# [What the exercise asks]
Gather every line of the entries below that contains the string "roof". Case matters.

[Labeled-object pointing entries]
--- BEGIN ---

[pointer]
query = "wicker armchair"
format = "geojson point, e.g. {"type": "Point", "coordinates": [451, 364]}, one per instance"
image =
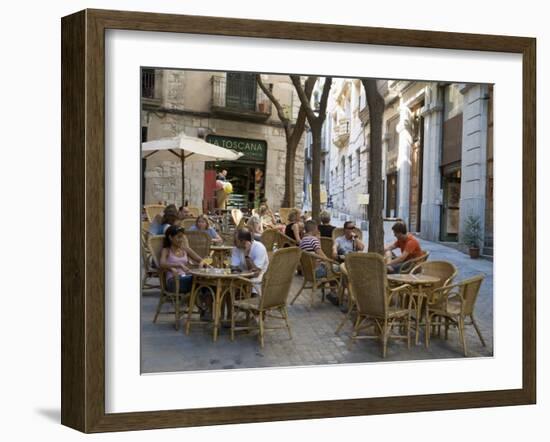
{"type": "Point", "coordinates": [177, 299]}
{"type": "Point", "coordinates": [199, 242]}
{"type": "Point", "coordinates": [194, 211]}
{"type": "Point", "coordinates": [453, 304]}
{"type": "Point", "coordinates": [339, 231]}
{"type": "Point", "coordinates": [283, 214]}
{"type": "Point", "coordinates": [412, 263]}
{"type": "Point", "coordinates": [236, 215]}
{"type": "Point", "coordinates": [284, 240]}
{"type": "Point", "coordinates": [276, 284]}
{"type": "Point", "coordinates": [308, 262]}
{"type": "Point", "coordinates": [445, 272]}
{"type": "Point", "coordinates": [187, 223]}
{"type": "Point", "coordinates": [149, 270]}
{"type": "Point", "coordinates": [152, 210]}
{"type": "Point", "coordinates": [269, 238]}
{"type": "Point", "coordinates": [374, 299]}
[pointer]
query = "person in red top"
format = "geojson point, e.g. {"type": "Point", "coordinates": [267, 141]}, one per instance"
{"type": "Point", "coordinates": [409, 245]}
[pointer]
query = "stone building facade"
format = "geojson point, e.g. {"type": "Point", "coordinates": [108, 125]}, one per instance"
{"type": "Point", "coordinates": [227, 109]}
{"type": "Point", "coordinates": [437, 155]}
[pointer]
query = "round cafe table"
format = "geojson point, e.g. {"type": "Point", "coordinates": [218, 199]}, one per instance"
{"type": "Point", "coordinates": [420, 290]}
{"type": "Point", "coordinates": [218, 281]}
{"type": "Point", "coordinates": [219, 254]}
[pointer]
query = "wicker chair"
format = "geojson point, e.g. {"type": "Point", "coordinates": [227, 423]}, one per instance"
{"type": "Point", "coordinates": [199, 242]}
{"type": "Point", "coordinates": [194, 211]}
{"type": "Point", "coordinates": [284, 240]}
{"type": "Point", "coordinates": [237, 216]}
{"type": "Point", "coordinates": [153, 210]}
{"type": "Point", "coordinates": [308, 262]}
{"type": "Point", "coordinates": [177, 299]}
{"type": "Point", "coordinates": [269, 238]}
{"type": "Point", "coordinates": [149, 270]}
{"type": "Point", "coordinates": [412, 263]}
{"type": "Point", "coordinates": [276, 284]}
{"type": "Point", "coordinates": [339, 231]}
{"type": "Point", "coordinates": [187, 223]}
{"type": "Point", "coordinates": [445, 272]}
{"type": "Point", "coordinates": [374, 299]}
{"type": "Point", "coordinates": [453, 304]}
{"type": "Point", "coordinates": [326, 246]}
{"type": "Point", "coordinates": [283, 214]}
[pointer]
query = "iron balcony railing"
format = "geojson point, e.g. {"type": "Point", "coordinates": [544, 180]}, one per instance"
{"type": "Point", "coordinates": [148, 83]}
{"type": "Point", "coordinates": [239, 97]}
{"type": "Point", "coordinates": [341, 133]}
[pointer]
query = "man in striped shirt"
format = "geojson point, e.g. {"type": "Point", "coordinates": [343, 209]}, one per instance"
{"type": "Point", "coordinates": [311, 243]}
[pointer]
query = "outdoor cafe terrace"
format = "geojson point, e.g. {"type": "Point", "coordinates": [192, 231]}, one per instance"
{"type": "Point", "coordinates": [315, 340]}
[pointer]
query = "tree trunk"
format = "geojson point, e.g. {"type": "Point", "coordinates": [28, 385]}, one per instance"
{"type": "Point", "coordinates": [289, 199]}
{"type": "Point", "coordinates": [316, 171]}
{"type": "Point", "coordinates": [316, 125]}
{"type": "Point", "coordinates": [375, 102]}
{"type": "Point", "coordinates": [293, 134]}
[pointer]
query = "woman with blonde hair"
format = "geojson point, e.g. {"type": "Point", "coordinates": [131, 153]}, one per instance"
{"type": "Point", "coordinates": [292, 229]}
{"type": "Point", "coordinates": [202, 225]}
{"type": "Point", "coordinates": [254, 224]}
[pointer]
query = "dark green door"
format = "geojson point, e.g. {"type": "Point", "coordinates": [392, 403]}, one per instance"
{"type": "Point", "coordinates": [241, 91]}
{"type": "Point", "coordinates": [450, 208]}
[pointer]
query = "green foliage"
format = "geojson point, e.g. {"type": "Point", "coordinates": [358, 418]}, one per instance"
{"type": "Point", "coordinates": [472, 231]}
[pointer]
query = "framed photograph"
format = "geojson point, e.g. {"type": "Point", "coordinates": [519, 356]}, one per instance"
{"type": "Point", "coordinates": [203, 161]}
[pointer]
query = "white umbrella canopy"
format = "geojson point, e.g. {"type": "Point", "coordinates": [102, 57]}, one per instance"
{"type": "Point", "coordinates": [188, 148]}
{"type": "Point", "coordinates": [194, 149]}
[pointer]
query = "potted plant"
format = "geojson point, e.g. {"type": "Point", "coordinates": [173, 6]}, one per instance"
{"type": "Point", "coordinates": [472, 235]}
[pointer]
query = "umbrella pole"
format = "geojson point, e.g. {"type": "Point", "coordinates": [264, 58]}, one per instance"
{"type": "Point", "coordinates": [182, 179]}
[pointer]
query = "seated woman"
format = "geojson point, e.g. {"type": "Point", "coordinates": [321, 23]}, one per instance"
{"type": "Point", "coordinates": [183, 213]}
{"type": "Point", "coordinates": [201, 224]}
{"type": "Point", "coordinates": [268, 219]}
{"type": "Point", "coordinates": [161, 223]}
{"type": "Point", "coordinates": [174, 258]}
{"type": "Point", "coordinates": [293, 228]}
{"type": "Point", "coordinates": [325, 228]}
{"type": "Point", "coordinates": [254, 224]}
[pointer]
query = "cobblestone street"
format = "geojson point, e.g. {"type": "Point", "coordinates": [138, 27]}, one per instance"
{"type": "Point", "coordinates": [314, 340]}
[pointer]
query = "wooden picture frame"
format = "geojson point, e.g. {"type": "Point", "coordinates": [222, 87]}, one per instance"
{"type": "Point", "coordinates": [83, 216]}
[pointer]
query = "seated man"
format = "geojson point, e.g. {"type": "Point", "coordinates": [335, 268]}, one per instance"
{"type": "Point", "coordinates": [249, 255]}
{"type": "Point", "coordinates": [409, 245]}
{"type": "Point", "coordinates": [347, 243]}
{"type": "Point", "coordinates": [325, 228]}
{"type": "Point", "coordinates": [311, 243]}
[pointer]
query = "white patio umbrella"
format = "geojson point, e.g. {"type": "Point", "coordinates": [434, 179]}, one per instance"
{"type": "Point", "coordinates": [188, 148]}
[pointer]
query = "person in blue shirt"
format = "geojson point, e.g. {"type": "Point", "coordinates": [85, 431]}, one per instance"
{"type": "Point", "coordinates": [202, 225]}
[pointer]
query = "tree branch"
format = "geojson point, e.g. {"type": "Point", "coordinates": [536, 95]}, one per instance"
{"type": "Point", "coordinates": [280, 111]}
{"type": "Point", "coordinates": [324, 99]}
{"type": "Point", "coordinates": [303, 98]}
{"type": "Point", "coordinates": [301, 119]}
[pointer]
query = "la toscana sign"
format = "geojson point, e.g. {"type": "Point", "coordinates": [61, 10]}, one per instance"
{"type": "Point", "coordinates": [253, 150]}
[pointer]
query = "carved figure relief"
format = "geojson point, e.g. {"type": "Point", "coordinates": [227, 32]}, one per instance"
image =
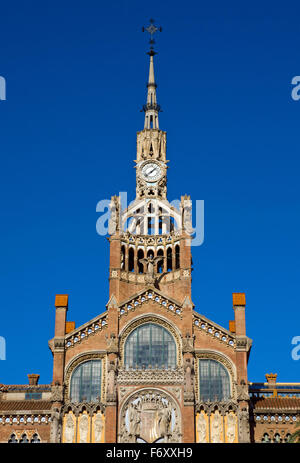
{"type": "Point", "coordinates": [150, 416]}
{"type": "Point", "coordinates": [231, 428]}
{"type": "Point", "coordinates": [216, 428]}
{"type": "Point", "coordinates": [98, 427]}
{"type": "Point", "coordinates": [201, 428]}
{"type": "Point", "coordinates": [55, 433]}
{"type": "Point", "coordinates": [83, 429]}
{"type": "Point", "coordinates": [69, 430]}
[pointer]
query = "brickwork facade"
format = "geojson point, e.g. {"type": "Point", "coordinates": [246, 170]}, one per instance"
{"type": "Point", "coordinates": [149, 368]}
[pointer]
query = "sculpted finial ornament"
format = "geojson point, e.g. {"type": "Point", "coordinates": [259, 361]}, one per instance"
{"type": "Point", "coordinates": [112, 343]}
{"type": "Point", "coordinates": [244, 431]}
{"type": "Point", "coordinates": [56, 423]}
{"type": "Point", "coordinates": [114, 221]}
{"type": "Point", "coordinates": [151, 262]}
{"type": "Point", "coordinates": [188, 343]}
{"type": "Point", "coordinates": [111, 380]}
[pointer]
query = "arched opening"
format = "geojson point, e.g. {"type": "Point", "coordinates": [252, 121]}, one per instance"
{"type": "Point", "coordinates": [131, 260]}
{"type": "Point", "coordinates": [24, 439]}
{"type": "Point", "coordinates": [160, 264]}
{"type": "Point", "coordinates": [122, 257]}
{"type": "Point", "coordinates": [151, 225]}
{"type": "Point", "coordinates": [177, 256]}
{"type": "Point", "coordinates": [214, 381]}
{"type": "Point", "coordinates": [160, 221]}
{"type": "Point", "coordinates": [169, 260]}
{"type": "Point", "coordinates": [266, 438]}
{"type": "Point", "coordinates": [140, 264]}
{"type": "Point", "coordinates": [150, 345]}
{"type": "Point", "coordinates": [86, 382]}
{"type": "Point", "coordinates": [150, 253]}
{"type": "Point", "coordinates": [35, 439]}
{"type": "Point", "coordinates": [13, 439]}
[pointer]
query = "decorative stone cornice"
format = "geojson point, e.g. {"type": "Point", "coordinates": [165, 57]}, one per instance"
{"type": "Point", "coordinates": [210, 407]}
{"type": "Point", "coordinates": [243, 343]}
{"type": "Point", "coordinates": [57, 393]}
{"type": "Point", "coordinates": [150, 376]}
{"type": "Point", "coordinates": [154, 295]}
{"type": "Point", "coordinates": [213, 330]}
{"type": "Point", "coordinates": [90, 328]}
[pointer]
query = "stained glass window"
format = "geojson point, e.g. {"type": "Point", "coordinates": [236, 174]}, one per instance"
{"type": "Point", "coordinates": [214, 382]}
{"type": "Point", "coordinates": [86, 382]}
{"type": "Point", "coordinates": [150, 344]}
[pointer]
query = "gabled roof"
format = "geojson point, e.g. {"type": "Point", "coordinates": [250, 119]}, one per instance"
{"type": "Point", "coordinates": [154, 294]}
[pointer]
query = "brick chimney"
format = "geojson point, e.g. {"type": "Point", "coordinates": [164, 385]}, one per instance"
{"type": "Point", "coordinates": [33, 379]}
{"type": "Point", "coordinates": [271, 378]}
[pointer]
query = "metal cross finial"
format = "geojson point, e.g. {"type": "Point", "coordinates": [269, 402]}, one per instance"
{"type": "Point", "coordinates": [151, 29]}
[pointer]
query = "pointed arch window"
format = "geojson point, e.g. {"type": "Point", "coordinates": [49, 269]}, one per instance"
{"type": "Point", "coordinates": [177, 256]}
{"type": "Point", "coordinates": [13, 439]}
{"type": "Point", "coordinates": [160, 265]}
{"type": "Point", "coordinates": [24, 439]}
{"type": "Point", "coordinates": [131, 260]}
{"type": "Point", "coordinates": [214, 381]}
{"type": "Point", "coordinates": [86, 382]}
{"type": "Point", "coordinates": [150, 344]}
{"type": "Point", "coordinates": [140, 264]}
{"type": "Point", "coordinates": [169, 260]}
{"type": "Point", "coordinates": [35, 439]}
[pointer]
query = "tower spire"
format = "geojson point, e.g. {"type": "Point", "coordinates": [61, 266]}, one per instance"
{"type": "Point", "coordinates": [151, 108]}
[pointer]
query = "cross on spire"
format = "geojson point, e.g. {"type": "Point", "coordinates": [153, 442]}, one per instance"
{"type": "Point", "coordinates": [151, 29]}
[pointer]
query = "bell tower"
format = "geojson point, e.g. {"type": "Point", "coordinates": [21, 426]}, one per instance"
{"type": "Point", "coordinates": [150, 239]}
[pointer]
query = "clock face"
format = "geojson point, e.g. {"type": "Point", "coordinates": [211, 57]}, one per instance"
{"type": "Point", "coordinates": [151, 172]}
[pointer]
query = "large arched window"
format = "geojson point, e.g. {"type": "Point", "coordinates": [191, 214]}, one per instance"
{"type": "Point", "coordinates": [150, 344]}
{"type": "Point", "coordinates": [214, 382]}
{"type": "Point", "coordinates": [86, 382]}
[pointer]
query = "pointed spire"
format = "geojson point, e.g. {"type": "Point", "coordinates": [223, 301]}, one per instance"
{"type": "Point", "coordinates": [151, 108]}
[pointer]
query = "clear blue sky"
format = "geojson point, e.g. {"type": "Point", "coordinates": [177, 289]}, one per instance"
{"type": "Point", "coordinates": [76, 74]}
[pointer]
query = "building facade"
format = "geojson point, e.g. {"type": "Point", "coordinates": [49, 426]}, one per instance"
{"type": "Point", "coordinates": [150, 368]}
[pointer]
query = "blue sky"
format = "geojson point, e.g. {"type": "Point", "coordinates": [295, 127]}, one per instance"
{"type": "Point", "coordinates": [76, 74]}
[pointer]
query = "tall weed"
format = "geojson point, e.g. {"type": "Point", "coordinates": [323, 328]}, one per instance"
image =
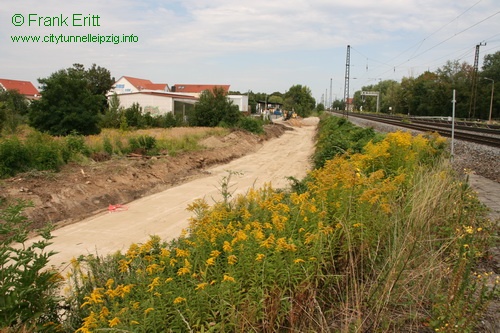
{"type": "Point", "coordinates": [369, 244]}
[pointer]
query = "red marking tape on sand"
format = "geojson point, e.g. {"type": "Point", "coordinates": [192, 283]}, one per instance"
{"type": "Point", "coordinates": [116, 208]}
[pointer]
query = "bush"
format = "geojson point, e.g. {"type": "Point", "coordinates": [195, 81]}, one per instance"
{"type": "Point", "coordinates": [14, 157]}
{"type": "Point", "coordinates": [251, 124]}
{"type": "Point", "coordinates": [44, 152]}
{"type": "Point", "coordinates": [143, 144]}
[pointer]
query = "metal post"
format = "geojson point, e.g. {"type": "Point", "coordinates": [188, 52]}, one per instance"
{"type": "Point", "coordinates": [453, 126]}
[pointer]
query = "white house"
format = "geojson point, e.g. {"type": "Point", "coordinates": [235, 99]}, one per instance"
{"type": "Point", "coordinates": [127, 84]}
{"type": "Point", "coordinates": [157, 103]}
{"type": "Point", "coordinates": [240, 100]}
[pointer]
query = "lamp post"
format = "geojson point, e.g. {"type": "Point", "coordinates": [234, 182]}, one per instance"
{"type": "Point", "coordinates": [491, 101]}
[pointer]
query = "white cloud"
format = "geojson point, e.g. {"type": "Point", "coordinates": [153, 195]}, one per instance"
{"type": "Point", "coordinates": [257, 45]}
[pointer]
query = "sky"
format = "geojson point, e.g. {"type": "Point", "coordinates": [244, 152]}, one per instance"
{"type": "Point", "coordinates": [260, 45]}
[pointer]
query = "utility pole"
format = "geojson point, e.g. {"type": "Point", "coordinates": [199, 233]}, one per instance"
{"type": "Point", "coordinates": [346, 84]}
{"type": "Point", "coordinates": [331, 102]}
{"type": "Point", "coordinates": [472, 108]}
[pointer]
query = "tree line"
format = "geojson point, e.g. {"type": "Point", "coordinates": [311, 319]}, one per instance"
{"type": "Point", "coordinates": [430, 94]}
{"type": "Point", "coordinates": [74, 100]}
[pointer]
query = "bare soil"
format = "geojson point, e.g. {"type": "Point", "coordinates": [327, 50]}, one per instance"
{"type": "Point", "coordinates": [80, 191]}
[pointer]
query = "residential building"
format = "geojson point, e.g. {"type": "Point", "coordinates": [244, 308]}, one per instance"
{"type": "Point", "coordinates": [25, 88]}
{"type": "Point", "coordinates": [128, 84]}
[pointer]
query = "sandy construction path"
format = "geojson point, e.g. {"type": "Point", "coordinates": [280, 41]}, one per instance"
{"type": "Point", "coordinates": [164, 214]}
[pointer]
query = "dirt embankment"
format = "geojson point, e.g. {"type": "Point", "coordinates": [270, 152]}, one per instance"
{"type": "Point", "coordinates": [79, 191]}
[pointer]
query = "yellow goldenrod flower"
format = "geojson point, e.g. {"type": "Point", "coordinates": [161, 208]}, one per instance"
{"type": "Point", "coordinates": [104, 313]}
{"type": "Point", "coordinates": [210, 261]}
{"type": "Point", "coordinates": [153, 284]}
{"type": "Point", "coordinates": [94, 298]}
{"type": "Point", "coordinates": [110, 283]}
{"type": "Point", "coordinates": [179, 300]}
{"type": "Point", "coordinates": [181, 253]}
{"type": "Point", "coordinates": [183, 271]}
{"type": "Point", "coordinates": [228, 278]}
{"type": "Point", "coordinates": [113, 322]}
{"type": "Point", "coordinates": [227, 247]}
{"type": "Point", "coordinates": [215, 253]}
{"type": "Point", "coordinates": [231, 260]}
{"type": "Point", "coordinates": [201, 286]}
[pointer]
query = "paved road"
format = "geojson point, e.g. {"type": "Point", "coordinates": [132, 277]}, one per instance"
{"type": "Point", "coordinates": [165, 214]}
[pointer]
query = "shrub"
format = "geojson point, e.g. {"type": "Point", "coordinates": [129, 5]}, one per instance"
{"type": "Point", "coordinates": [337, 136]}
{"type": "Point", "coordinates": [143, 144]}
{"type": "Point", "coordinates": [44, 152]}
{"type": "Point", "coordinates": [14, 157]}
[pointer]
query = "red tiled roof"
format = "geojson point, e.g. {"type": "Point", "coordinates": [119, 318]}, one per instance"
{"type": "Point", "coordinates": [198, 88]}
{"type": "Point", "coordinates": [23, 87]}
{"type": "Point", "coordinates": [156, 86]}
{"type": "Point", "coordinates": [161, 94]}
{"type": "Point", "coordinates": [141, 84]}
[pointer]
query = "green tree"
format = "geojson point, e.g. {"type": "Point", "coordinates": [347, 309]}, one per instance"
{"type": "Point", "coordinates": [72, 100]}
{"type": "Point", "coordinates": [214, 109]}
{"type": "Point", "coordinates": [13, 110]}
{"type": "Point", "coordinates": [134, 117]}
{"type": "Point", "coordinates": [29, 289]}
{"type": "Point", "coordinates": [111, 118]}
{"type": "Point", "coordinates": [491, 70]}
{"type": "Point", "coordinates": [299, 99]}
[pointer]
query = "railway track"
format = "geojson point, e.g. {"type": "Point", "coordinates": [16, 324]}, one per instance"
{"type": "Point", "coordinates": [480, 135]}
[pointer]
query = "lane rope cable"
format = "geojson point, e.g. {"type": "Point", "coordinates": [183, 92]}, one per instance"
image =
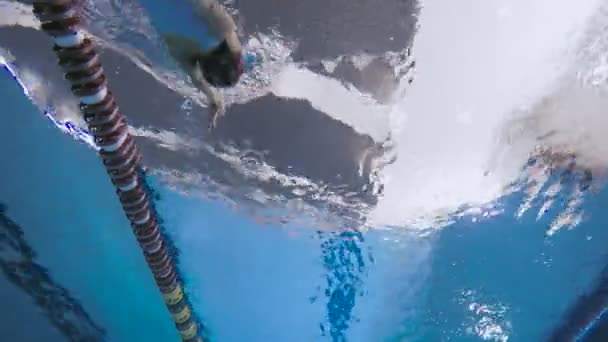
{"type": "Point", "coordinates": [118, 152]}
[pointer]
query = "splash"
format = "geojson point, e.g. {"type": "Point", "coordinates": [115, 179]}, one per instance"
{"type": "Point", "coordinates": [479, 64]}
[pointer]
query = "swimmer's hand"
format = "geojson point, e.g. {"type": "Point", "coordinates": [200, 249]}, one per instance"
{"type": "Point", "coordinates": [216, 105]}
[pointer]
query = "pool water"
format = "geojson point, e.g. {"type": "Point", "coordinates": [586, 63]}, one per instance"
{"type": "Point", "coordinates": [499, 278]}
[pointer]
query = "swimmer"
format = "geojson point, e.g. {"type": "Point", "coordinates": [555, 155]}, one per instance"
{"type": "Point", "coordinates": [218, 67]}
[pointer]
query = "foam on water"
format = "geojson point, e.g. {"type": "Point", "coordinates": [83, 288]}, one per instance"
{"type": "Point", "coordinates": [491, 77]}
{"type": "Point", "coordinates": [478, 64]}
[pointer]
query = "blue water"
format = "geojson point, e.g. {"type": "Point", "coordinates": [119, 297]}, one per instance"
{"type": "Point", "coordinates": [257, 282]}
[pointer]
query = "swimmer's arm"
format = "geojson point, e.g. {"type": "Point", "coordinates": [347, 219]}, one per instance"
{"type": "Point", "coordinates": [221, 21]}
{"type": "Point", "coordinates": [216, 106]}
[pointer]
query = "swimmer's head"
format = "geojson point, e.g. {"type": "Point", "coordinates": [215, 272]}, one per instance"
{"type": "Point", "coordinates": [222, 67]}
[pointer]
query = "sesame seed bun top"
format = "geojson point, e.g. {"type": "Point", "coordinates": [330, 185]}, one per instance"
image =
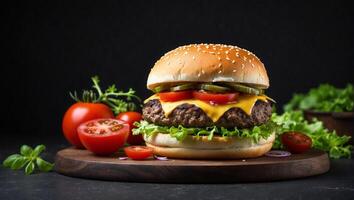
{"type": "Point", "coordinates": [208, 63]}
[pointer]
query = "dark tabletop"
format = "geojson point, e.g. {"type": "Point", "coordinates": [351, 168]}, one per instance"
{"type": "Point", "coordinates": [338, 183]}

--- END ---

# [Response to the exercise]
query = "gabled roof"
query = "red tiled roof"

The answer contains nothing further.